STATED TASK:
Identify the line that contains "background above? Mark it with a dot." in the material. Output it and every line after it, unchanged, through the end.

Labeled-object pointing entries
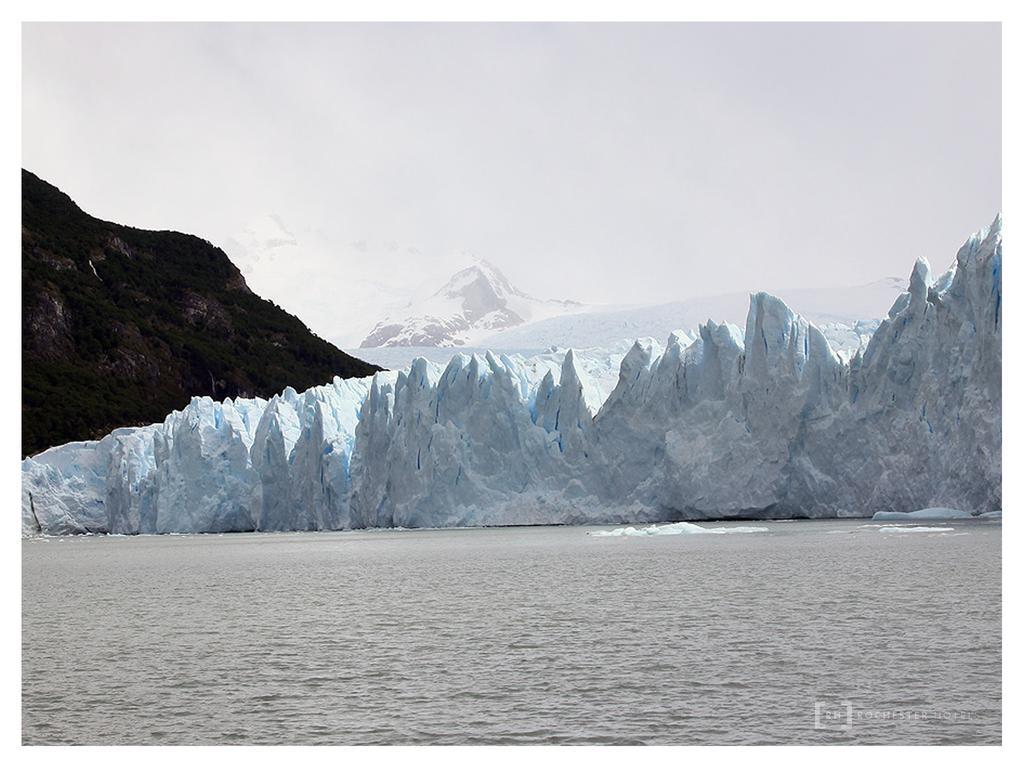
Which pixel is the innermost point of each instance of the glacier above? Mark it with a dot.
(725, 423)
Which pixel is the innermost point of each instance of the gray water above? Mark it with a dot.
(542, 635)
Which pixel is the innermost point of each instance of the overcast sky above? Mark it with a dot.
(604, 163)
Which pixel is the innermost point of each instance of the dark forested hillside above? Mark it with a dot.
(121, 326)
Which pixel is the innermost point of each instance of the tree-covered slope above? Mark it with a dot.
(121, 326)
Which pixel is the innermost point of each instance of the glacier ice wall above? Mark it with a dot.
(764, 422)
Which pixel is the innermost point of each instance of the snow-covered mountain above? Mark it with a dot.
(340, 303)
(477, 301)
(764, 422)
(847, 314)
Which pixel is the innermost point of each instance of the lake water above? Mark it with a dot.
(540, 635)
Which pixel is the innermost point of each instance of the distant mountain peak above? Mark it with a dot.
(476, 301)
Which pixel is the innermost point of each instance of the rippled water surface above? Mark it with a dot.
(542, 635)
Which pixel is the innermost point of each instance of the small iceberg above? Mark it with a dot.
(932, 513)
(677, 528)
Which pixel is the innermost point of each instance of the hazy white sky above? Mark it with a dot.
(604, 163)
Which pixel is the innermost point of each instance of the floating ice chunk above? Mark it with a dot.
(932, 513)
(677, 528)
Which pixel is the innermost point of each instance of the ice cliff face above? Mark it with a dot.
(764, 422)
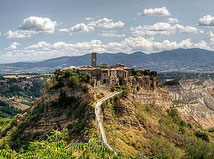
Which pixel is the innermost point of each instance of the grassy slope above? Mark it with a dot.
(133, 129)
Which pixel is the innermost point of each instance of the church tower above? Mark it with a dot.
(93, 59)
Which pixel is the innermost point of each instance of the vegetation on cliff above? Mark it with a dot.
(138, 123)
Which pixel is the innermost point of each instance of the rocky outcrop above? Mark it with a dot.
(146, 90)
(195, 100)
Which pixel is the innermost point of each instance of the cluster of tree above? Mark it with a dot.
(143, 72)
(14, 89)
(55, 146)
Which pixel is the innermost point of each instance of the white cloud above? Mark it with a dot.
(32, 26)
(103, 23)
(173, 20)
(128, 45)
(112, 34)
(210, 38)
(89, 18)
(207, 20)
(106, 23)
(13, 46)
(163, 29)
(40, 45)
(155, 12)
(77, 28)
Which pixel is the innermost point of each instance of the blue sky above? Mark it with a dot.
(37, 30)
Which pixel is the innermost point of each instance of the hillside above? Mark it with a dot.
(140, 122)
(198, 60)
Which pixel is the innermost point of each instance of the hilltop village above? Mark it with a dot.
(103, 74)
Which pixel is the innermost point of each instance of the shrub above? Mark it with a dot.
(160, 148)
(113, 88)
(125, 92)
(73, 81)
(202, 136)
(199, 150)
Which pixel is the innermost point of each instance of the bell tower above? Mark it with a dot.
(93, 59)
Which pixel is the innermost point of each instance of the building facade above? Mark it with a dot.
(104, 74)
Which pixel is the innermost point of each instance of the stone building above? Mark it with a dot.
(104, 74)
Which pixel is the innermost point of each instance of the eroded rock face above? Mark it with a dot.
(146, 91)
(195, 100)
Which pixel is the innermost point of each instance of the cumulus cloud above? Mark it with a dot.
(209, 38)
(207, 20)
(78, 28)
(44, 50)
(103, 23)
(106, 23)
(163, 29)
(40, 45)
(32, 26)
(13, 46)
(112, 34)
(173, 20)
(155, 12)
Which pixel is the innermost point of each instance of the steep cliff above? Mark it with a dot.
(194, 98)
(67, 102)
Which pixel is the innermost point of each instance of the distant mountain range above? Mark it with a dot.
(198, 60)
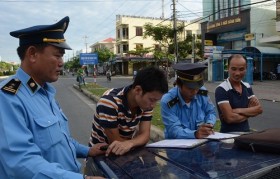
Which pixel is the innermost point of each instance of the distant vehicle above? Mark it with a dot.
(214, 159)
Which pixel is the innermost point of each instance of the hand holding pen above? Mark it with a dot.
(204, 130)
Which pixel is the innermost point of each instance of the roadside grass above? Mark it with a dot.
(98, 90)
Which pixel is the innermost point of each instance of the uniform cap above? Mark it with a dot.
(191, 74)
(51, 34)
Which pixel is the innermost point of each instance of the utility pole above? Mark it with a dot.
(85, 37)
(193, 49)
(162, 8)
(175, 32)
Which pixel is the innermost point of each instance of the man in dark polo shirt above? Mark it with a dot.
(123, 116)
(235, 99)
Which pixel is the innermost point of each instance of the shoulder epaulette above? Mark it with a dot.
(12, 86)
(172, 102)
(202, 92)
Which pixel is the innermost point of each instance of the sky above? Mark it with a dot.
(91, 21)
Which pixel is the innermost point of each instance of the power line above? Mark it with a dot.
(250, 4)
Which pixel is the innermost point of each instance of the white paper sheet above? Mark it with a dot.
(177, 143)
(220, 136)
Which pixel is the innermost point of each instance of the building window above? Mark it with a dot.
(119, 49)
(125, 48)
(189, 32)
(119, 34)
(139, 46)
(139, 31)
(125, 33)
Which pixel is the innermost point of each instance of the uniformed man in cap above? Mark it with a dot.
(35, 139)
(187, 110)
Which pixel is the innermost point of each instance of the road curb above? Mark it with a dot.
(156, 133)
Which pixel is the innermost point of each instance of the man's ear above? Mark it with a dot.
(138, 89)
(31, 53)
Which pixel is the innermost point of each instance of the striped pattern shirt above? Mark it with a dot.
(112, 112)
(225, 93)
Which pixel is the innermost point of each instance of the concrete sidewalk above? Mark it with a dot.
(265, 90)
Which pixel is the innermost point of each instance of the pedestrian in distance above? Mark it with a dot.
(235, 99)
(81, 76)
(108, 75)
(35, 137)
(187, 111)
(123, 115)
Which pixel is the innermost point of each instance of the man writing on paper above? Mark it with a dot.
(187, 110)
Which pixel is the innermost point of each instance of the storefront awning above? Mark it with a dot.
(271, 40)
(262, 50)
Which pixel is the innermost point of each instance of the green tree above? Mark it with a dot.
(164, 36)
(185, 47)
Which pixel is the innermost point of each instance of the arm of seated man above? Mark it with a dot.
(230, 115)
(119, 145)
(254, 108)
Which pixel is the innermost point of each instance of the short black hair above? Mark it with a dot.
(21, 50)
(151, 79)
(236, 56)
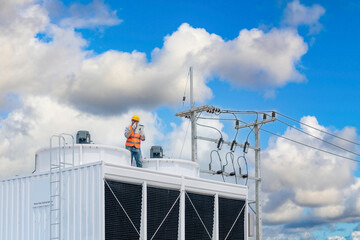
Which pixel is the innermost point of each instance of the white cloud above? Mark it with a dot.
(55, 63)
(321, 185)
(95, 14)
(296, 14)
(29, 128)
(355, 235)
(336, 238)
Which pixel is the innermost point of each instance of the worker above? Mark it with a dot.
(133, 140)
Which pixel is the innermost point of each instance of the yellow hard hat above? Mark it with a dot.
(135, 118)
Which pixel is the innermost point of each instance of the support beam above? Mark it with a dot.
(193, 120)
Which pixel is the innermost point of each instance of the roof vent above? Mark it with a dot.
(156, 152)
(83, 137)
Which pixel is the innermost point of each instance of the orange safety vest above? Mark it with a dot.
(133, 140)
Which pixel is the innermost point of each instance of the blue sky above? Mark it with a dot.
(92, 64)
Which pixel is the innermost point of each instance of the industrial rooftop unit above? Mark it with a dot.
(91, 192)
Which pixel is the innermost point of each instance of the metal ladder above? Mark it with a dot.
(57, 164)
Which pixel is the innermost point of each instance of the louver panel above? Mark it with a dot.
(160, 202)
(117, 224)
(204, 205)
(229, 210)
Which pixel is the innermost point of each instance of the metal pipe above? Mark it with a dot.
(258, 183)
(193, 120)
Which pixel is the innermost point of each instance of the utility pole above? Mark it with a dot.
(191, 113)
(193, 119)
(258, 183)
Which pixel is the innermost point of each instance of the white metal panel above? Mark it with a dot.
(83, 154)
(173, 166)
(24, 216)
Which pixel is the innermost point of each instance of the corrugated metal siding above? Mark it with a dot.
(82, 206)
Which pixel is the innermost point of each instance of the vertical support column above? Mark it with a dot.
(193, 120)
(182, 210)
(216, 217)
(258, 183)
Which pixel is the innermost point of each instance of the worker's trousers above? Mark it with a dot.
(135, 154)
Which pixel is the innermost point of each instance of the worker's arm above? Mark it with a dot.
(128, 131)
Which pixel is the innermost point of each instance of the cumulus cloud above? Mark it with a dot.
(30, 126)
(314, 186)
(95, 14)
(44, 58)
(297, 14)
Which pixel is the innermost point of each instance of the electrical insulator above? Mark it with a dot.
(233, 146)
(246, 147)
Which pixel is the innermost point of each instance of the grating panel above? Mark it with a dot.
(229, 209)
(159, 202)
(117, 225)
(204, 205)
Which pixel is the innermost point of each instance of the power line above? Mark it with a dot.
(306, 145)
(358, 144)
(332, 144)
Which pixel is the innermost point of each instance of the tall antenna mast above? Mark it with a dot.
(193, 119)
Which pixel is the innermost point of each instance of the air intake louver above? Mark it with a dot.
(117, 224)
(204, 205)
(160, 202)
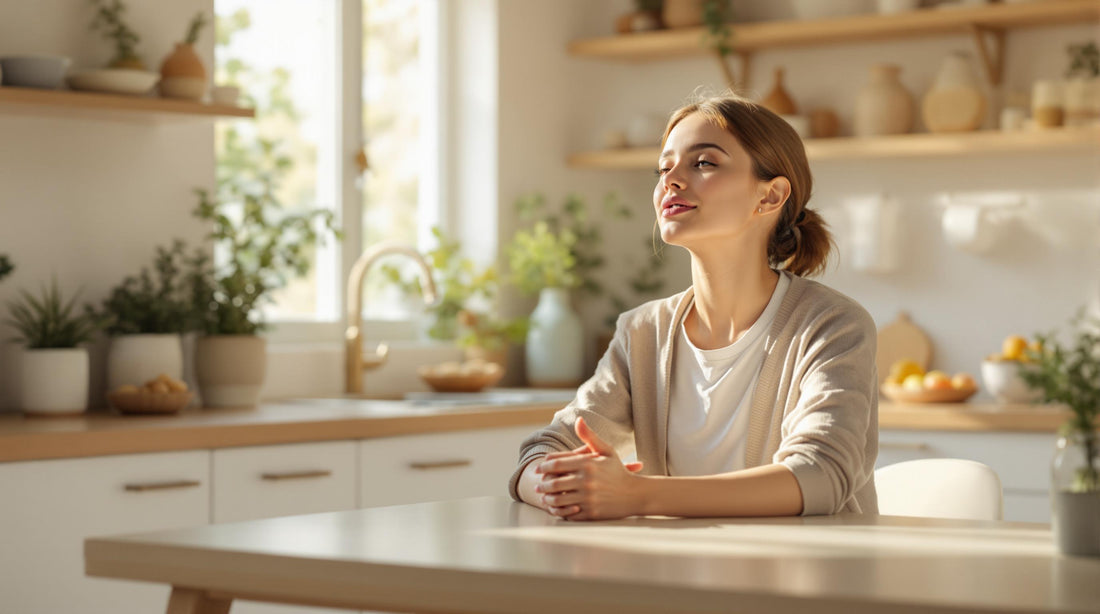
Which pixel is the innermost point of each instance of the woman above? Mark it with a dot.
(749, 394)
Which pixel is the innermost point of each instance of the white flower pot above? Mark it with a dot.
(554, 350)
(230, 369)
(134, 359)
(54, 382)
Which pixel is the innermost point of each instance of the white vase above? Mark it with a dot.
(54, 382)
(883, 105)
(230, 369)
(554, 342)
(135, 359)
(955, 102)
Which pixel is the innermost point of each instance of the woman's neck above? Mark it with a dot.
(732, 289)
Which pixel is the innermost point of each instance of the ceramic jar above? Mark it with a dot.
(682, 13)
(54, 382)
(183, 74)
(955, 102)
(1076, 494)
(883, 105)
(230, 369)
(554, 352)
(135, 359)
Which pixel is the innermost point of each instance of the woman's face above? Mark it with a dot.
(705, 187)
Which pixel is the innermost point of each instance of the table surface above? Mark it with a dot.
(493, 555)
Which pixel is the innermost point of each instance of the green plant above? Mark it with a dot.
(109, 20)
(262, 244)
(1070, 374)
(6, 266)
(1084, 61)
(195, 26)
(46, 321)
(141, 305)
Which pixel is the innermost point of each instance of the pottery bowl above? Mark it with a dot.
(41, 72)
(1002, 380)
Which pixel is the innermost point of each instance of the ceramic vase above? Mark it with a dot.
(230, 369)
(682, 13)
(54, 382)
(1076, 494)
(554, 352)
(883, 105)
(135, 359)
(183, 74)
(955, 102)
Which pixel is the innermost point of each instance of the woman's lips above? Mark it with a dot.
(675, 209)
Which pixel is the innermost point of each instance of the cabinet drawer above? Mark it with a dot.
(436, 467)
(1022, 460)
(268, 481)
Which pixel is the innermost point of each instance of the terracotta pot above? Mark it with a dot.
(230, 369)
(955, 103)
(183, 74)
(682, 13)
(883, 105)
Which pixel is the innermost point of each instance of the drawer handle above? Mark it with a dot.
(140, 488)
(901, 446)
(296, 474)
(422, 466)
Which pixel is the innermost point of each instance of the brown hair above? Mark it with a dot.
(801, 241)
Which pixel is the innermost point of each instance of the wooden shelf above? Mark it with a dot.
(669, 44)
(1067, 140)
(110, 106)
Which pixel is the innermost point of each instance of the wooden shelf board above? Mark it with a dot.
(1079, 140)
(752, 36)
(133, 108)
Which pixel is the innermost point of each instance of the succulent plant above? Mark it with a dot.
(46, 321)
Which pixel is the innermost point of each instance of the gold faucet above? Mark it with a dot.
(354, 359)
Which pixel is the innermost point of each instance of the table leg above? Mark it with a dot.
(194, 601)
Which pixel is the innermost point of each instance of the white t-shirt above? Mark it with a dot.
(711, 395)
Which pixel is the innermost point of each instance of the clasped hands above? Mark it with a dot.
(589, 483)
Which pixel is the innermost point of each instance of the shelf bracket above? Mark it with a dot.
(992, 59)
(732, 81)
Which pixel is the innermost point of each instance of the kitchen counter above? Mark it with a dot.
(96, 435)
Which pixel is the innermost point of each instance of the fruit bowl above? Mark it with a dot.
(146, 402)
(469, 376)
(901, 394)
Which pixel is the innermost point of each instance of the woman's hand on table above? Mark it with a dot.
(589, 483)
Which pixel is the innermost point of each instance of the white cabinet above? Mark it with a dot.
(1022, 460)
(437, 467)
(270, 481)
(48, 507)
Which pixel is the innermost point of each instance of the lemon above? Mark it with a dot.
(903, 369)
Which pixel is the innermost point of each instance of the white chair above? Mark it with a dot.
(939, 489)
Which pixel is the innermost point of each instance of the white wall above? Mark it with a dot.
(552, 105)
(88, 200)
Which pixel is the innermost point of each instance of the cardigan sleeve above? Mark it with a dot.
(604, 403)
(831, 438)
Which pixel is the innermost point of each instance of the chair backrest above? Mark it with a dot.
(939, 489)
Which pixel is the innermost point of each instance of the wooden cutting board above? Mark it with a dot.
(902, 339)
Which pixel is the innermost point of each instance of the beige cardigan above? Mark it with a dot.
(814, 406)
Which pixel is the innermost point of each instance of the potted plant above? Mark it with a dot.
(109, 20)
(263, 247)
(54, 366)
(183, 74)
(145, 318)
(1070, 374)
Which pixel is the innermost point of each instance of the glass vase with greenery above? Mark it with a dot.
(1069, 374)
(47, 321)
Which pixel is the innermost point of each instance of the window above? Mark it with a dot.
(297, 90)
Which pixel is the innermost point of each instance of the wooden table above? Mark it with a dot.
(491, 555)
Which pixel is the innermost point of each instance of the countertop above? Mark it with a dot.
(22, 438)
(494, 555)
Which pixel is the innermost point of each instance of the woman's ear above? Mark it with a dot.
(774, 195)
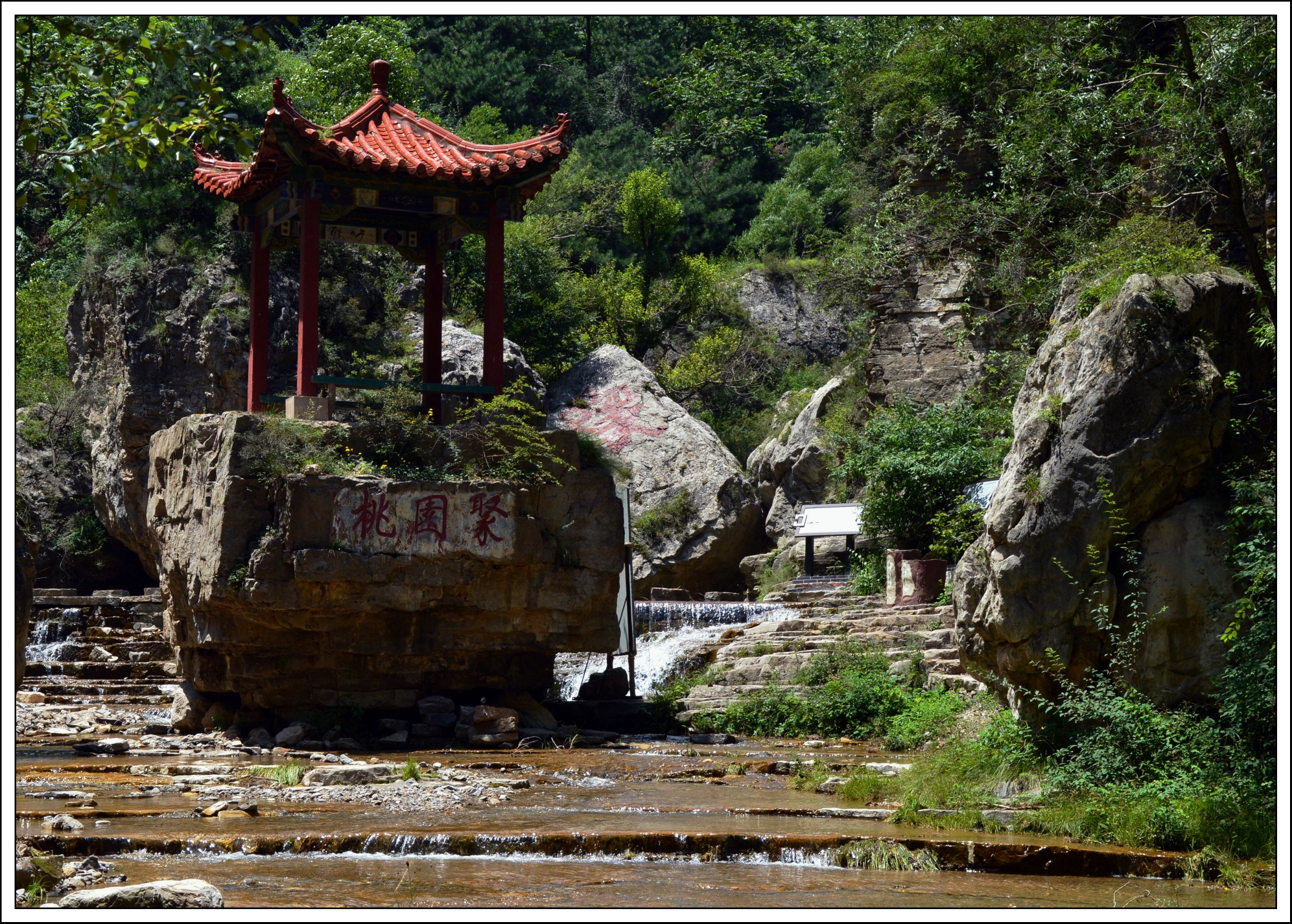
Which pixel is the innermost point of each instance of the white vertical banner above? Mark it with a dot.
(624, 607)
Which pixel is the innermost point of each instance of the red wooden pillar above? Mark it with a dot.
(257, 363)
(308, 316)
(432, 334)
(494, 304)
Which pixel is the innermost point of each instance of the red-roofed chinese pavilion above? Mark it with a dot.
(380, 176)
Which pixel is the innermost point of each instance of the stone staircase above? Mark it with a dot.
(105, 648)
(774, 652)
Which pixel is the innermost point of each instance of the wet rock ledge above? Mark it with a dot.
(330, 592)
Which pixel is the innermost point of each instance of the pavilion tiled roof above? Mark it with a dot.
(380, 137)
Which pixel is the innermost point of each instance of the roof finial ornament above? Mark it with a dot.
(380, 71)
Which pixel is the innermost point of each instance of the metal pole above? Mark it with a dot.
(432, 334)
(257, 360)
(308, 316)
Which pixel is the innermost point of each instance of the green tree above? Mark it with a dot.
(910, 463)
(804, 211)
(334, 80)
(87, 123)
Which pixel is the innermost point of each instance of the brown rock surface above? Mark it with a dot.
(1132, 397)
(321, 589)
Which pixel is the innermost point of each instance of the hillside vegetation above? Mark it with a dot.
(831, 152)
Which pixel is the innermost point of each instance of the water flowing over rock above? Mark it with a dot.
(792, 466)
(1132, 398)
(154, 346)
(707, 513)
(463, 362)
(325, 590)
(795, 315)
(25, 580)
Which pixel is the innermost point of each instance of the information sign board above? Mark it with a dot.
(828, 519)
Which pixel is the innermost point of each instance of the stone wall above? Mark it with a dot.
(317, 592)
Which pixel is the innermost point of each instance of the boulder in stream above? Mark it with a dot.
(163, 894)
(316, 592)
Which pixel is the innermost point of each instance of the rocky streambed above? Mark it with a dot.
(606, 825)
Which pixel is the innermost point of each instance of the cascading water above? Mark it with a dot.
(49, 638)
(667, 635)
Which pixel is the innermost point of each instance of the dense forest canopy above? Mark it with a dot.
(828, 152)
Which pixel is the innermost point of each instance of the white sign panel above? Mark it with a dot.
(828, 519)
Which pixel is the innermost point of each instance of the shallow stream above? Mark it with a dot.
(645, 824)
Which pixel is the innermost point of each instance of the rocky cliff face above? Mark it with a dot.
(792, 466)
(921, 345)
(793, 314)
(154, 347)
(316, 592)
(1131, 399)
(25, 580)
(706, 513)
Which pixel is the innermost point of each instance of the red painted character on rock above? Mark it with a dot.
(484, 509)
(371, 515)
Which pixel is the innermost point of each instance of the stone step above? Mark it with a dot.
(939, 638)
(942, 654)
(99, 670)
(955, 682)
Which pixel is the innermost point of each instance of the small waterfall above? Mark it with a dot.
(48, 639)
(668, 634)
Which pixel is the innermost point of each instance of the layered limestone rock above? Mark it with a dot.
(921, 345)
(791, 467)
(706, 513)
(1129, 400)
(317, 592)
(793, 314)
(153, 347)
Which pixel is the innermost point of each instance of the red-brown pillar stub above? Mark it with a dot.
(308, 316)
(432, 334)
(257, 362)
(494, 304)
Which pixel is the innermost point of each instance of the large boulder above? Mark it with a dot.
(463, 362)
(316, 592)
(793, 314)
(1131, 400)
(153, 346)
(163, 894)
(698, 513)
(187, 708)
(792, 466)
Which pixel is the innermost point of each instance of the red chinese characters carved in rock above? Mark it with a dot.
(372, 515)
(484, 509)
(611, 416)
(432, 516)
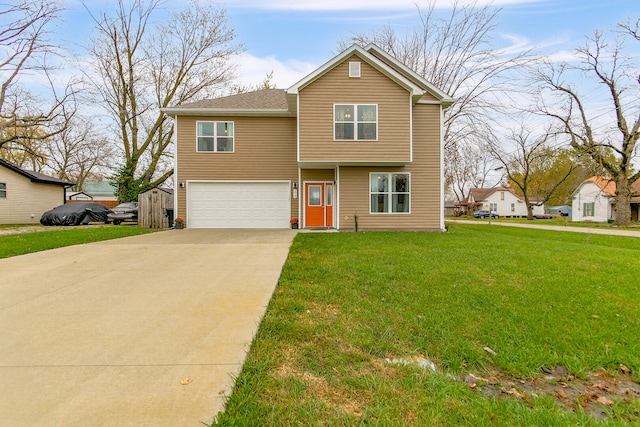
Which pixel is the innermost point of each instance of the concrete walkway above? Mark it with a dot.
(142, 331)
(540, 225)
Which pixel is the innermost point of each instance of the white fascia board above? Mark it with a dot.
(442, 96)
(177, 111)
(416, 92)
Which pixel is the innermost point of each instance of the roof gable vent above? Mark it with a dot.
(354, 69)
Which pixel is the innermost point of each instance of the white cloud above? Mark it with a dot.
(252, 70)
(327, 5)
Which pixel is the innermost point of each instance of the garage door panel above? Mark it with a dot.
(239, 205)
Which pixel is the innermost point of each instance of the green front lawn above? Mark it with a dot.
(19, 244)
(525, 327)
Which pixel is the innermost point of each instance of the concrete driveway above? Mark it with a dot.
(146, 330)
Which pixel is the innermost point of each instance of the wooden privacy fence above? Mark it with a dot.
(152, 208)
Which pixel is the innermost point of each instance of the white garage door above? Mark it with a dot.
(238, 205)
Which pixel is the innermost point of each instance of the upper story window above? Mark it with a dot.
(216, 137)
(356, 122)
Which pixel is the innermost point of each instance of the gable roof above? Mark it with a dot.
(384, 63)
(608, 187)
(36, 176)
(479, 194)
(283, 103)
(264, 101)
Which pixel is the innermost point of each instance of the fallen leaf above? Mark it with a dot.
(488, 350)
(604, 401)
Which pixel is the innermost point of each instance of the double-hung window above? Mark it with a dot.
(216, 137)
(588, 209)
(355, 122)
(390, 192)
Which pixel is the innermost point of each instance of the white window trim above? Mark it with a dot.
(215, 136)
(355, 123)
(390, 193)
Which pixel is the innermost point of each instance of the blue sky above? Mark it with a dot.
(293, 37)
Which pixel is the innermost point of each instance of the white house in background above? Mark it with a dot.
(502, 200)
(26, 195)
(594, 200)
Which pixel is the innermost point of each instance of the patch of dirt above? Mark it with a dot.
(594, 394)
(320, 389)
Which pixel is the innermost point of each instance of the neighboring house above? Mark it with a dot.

FINAL RESULT:
Which pixel is the innermost point of each instance of the white house in background above? Mark it with a dot.
(502, 200)
(26, 195)
(594, 200)
Which pixel is the innermost point of each instance of the patch of dirt above? Mark it with a dot.
(594, 394)
(320, 389)
Which pixel is the innermost point of each instance of the neighboring house above? Mark it with a dot.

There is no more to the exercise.